__TEXTE À LIRE__:
>>
À table, tout le monde se refile la patate chaude lorsqu'il faut goûter le vin. Pourquoi cela fait-il si peur?

C'est comme dans un karaoké: on a peur de chanter faux, de se donner en spectacle. Avec le vin, on attend de la personne qui goûte de le valider (ou non). Et l'humain a peur de l'échec, de l'erreur, alors que l'objectif de goûter un vin est de vérifier s'il a un gros défaut, ce qui se remarque (assez) facilement.

 

Il y a aussi la crainte que le vin nous plaise, mais que ce ne soit pas le cas pour nos convives?

Tout à fait! Le vin induit l'empathie: lorsque l'on connaît les goûts de nos proches, on peut s'adapter. Si j'aime les vins blancs et pétillants, mais que je sais que mes invités du soir préfèrent les rouges, je sortirai une bouteille de l'un et de l'autre. C'est l'avantage du monde du vin: la palette des possibilités est infinie!

 

Il faut aussi savoir ce que l'on apprécie soi-même.

Connaître ses propres goûts est un apprentissage au long cours. Et il est primordial de prendre le temps de mettre des mots sur nos impressions, nos émotions, nos préférences. C'est là où le travail des sommeliers est passionnant. Ils aident à comprendre les envies de chacun, afin de s'en approcher au plus près. En se laissant accompagner, au restaurant ou lors d'ateliers adaptés, comme ceux que nous organisons au CAVE, l'épicurien cible petit à petit ce qui lui plaît.

 

Pourquoi tourner son verre avant même de sentir le vin?

Ce fameux mouvement permet de libérer les arômes du vin et de l'aérer. Je compare ce geste à celui de secouer une boîte de bonbons, ce qui permet de faire virevolter les arômes des bonbons et leur donner leur plein potentiel. Selon où l'on a rangé le verre, il peut prendre un goût particulier, de carton par exemple: faire tourner le vin permet d'y remédier.

 

Parlons du verre, justement. Il y en a mille formes, est-ce vraiment important de changer de verre selon le vin?
<<
__CONSIGNE 1__:
Répondez à ces questions sur l'entretien consacré à la dégustation du vin :
(a) À quelle situation est comparée la peur de goûter le vin à table ?
(b) À quel geste est comparé le fait de tourner son verre ?
(c) Quel goût le verre peut-il prendre selon l'endroit où on l'a rangé ?

__DONNÉES ENREGISTRÉES__:
>>
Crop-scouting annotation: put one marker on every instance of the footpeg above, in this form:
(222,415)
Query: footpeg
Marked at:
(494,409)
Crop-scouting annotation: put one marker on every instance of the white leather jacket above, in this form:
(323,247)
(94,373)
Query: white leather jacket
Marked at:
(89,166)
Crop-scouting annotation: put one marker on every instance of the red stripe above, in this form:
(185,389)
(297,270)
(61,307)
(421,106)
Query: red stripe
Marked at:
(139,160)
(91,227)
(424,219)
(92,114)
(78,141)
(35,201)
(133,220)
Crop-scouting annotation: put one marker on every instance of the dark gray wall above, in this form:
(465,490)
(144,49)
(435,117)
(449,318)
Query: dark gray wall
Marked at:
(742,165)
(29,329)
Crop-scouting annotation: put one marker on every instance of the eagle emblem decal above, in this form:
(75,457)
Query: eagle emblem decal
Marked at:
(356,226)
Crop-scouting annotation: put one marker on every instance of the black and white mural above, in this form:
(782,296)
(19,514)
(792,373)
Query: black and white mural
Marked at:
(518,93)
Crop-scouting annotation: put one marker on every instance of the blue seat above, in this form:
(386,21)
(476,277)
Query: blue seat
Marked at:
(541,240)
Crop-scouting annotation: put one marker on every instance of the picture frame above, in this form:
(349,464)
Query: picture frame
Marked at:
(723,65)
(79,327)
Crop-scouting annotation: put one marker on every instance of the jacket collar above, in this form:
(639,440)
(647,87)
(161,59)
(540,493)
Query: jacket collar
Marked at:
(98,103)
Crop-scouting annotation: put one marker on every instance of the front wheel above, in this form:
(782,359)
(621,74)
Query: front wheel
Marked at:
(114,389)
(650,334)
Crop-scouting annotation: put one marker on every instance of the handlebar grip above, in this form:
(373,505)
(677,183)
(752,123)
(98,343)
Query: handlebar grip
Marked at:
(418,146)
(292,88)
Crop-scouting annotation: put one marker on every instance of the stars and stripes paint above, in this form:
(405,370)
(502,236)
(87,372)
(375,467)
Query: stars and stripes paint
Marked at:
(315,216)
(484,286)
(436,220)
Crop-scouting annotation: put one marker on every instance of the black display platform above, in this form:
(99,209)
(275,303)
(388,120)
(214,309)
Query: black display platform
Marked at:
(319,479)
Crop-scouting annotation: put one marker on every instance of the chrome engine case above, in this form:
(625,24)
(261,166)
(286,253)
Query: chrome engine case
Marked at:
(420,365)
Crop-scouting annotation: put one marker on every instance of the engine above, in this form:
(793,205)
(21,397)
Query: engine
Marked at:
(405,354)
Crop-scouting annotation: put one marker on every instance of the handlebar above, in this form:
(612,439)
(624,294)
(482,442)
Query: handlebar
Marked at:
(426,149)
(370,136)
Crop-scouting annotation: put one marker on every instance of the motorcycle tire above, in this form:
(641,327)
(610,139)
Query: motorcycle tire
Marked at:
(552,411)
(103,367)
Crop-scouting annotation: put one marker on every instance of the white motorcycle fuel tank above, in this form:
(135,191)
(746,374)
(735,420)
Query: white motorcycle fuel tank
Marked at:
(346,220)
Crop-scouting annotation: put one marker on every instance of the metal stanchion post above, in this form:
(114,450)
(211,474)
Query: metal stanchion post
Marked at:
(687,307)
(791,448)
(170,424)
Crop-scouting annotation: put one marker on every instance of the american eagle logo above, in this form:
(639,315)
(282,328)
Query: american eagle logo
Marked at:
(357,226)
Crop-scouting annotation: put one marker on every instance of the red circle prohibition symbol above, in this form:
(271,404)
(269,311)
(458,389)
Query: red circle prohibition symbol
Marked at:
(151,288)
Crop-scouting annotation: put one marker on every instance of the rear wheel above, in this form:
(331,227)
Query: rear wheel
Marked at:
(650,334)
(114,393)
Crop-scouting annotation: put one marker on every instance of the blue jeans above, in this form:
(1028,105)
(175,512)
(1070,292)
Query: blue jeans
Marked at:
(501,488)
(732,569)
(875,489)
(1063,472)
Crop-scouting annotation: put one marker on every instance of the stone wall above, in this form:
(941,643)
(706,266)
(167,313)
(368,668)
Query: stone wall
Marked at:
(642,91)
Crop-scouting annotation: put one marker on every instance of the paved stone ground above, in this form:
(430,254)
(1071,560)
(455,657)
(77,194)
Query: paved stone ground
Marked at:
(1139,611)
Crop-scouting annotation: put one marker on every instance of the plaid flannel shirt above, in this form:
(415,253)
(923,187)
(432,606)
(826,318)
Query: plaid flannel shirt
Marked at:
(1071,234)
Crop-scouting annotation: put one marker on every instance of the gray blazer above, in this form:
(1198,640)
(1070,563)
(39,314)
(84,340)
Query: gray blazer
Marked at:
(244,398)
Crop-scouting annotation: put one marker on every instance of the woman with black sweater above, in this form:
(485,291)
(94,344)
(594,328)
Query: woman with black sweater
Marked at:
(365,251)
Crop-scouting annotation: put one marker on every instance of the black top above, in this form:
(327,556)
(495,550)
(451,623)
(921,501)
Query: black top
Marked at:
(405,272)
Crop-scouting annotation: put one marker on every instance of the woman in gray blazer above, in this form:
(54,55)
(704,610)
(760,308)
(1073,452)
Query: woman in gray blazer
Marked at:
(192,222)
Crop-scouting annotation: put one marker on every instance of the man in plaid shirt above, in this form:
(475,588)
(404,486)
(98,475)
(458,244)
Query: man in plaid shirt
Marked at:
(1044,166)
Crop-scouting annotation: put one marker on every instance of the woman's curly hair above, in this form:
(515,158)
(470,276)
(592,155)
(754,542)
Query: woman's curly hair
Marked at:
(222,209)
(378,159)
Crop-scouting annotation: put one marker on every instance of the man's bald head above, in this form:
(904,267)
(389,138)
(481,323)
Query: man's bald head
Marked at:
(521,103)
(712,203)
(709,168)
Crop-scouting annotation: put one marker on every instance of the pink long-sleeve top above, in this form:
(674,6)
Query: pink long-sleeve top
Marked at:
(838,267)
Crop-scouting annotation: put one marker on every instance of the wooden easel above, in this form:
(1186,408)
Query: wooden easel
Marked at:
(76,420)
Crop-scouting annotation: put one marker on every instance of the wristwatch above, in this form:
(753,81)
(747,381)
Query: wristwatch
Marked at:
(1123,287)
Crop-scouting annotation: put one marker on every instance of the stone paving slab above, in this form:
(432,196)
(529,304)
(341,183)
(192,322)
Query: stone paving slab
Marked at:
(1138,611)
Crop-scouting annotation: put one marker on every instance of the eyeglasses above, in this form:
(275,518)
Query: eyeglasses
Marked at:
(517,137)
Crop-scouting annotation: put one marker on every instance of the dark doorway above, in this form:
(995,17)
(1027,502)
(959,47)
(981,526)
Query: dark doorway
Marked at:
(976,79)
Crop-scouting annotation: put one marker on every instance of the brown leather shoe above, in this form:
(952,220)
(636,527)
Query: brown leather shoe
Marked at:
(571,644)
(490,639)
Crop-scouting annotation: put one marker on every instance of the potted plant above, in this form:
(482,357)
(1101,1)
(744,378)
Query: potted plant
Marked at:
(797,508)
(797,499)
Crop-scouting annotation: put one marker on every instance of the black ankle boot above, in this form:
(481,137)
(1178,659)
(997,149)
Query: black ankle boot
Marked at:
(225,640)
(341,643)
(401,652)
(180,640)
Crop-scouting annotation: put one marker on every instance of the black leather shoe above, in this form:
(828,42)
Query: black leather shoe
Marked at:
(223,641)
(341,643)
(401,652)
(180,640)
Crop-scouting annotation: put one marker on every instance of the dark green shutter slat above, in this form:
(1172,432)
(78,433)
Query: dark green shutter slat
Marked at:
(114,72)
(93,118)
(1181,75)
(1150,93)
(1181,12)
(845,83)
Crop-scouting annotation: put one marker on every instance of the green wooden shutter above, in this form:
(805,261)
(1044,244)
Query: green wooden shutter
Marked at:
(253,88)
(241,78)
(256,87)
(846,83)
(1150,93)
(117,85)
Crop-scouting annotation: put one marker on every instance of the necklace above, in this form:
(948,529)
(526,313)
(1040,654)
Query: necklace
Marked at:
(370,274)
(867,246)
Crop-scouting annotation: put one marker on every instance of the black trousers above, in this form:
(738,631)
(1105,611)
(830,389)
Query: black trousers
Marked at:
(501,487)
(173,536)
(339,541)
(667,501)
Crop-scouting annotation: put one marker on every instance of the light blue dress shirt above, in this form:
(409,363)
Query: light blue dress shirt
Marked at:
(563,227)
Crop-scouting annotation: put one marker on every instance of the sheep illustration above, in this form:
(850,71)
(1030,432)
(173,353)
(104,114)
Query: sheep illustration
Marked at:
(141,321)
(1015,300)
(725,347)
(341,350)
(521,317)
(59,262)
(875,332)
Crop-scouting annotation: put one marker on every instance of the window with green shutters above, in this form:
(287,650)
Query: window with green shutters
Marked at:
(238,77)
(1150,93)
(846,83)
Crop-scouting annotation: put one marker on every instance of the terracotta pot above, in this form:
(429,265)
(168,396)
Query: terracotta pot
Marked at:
<<
__CONSIGNE 2__: Rassemblez chaque ligne des enregistrements qui contient la chaîne « shutters ».

__RÉPONSE 1__:
(a) À un karaoké.
(b) Au fait de secouer une boîte de bonbons.
(c) Un goût particulier, de carton par exemple.

__RÉPONSE 2__:
Crop-scouting annotation: put one marker on every instance of the window with green shutters above, in this form:
Query: window with green shutters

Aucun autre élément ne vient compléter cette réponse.